— TASK DETAILS —
Go to the line containing "unit = one point per instance" and return it and each line after it exactly, through the end of the data below, and nothing more.

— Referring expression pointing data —
______
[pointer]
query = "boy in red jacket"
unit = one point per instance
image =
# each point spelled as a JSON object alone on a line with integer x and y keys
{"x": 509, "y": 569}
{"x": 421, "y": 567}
______
— SOLUTION FOR THIS EXERCISE —
unit = one point per instance
image =
# each point spelled as a JSON object alone on a line with integer x and y keys
{"x": 509, "y": 569}
{"x": 421, "y": 567}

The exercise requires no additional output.